-------- Recorded data --------

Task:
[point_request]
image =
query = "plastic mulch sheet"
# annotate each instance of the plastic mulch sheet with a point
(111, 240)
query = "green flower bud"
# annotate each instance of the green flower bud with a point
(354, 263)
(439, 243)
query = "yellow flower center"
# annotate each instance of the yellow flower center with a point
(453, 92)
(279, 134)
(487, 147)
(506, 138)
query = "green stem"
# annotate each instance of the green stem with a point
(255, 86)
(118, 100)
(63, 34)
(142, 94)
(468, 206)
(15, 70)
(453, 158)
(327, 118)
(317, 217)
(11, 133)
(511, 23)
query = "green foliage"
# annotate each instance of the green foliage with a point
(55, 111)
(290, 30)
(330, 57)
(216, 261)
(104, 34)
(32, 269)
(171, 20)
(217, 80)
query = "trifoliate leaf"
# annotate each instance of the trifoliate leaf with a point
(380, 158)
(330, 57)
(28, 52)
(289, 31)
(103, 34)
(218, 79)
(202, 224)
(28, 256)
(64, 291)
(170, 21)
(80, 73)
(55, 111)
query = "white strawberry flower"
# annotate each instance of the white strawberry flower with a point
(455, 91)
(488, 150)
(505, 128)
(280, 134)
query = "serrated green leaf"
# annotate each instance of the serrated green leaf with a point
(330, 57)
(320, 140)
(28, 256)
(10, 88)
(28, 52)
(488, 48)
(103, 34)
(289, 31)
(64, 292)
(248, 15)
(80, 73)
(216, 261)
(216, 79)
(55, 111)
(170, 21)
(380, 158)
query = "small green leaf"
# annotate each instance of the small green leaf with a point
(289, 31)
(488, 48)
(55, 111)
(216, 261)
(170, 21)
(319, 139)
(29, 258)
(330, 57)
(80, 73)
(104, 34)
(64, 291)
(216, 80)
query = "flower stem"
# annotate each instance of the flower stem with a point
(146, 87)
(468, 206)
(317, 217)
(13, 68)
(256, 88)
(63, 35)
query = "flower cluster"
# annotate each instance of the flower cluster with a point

--------

# [Short task]
Extract every one of the lines above word for word, without changing anything.

# [Task response]
Task:
[point_request]
image =
query = "plastic mulch sheet"
# annotate each instance of the plastic mulch sheet with a point
(111, 240)
query = "green flower bud"
# annotate each instance of the green flower bud with a point
(354, 263)
(439, 243)
query = "yellow flower center"
# annotate each instance of the yellow flower center with a point
(453, 92)
(279, 134)
(487, 147)
(506, 138)
query = "green stem"
# annotate each instance of the green stem with a point
(255, 86)
(118, 100)
(63, 34)
(142, 94)
(468, 206)
(15, 70)
(453, 158)
(327, 118)
(317, 217)
(11, 133)
(511, 23)
query = "green foliage"
# annotate each instance of the green foliage with a point
(55, 111)
(290, 30)
(330, 57)
(216, 261)
(104, 34)
(32, 269)
(171, 20)
(217, 80)
query = "trifoliate leaf"
# annotate each instance of the trifoliate leaf with a point
(380, 158)
(330, 57)
(28, 52)
(289, 31)
(103, 34)
(218, 79)
(202, 224)
(28, 256)
(64, 291)
(170, 21)
(80, 73)
(55, 111)
query = "white strawberry flower"
# annotate each instance of the white strawberry flower with a point
(455, 91)
(488, 150)
(505, 128)
(280, 134)
query = "serrated green leaf"
# annotate each instance of the serrated green leaf with a point
(330, 57)
(320, 140)
(28, 256)
(10, 88)
(28, 52)
(488, 48)
(103, 34)
(289, 31)
(64, 292)
(248, 15)
(80, 73)
(216, 261)
(216, 79)
(55, 111)
(170, 21)
(380, 158)
query = "small green leaf"
# annotate each instance of the small green leaf with a point
(289, 31)
(488, 48)
(55, 111)
(216, 261)
(170, 21)
(319, 139)
(29, 258)
(330, 57)
(80, 73)
(104, 34)
(64, 291)
(216, 80)
query = "flower stem"
# annotate each instance of the flower stem with a point
(146, 87)
(468, 206)
(317, 217)
(13, 68)
(256, 88)
(63, 35)
query = "flower cluster"
# annotate each instance of the flower cluster with a point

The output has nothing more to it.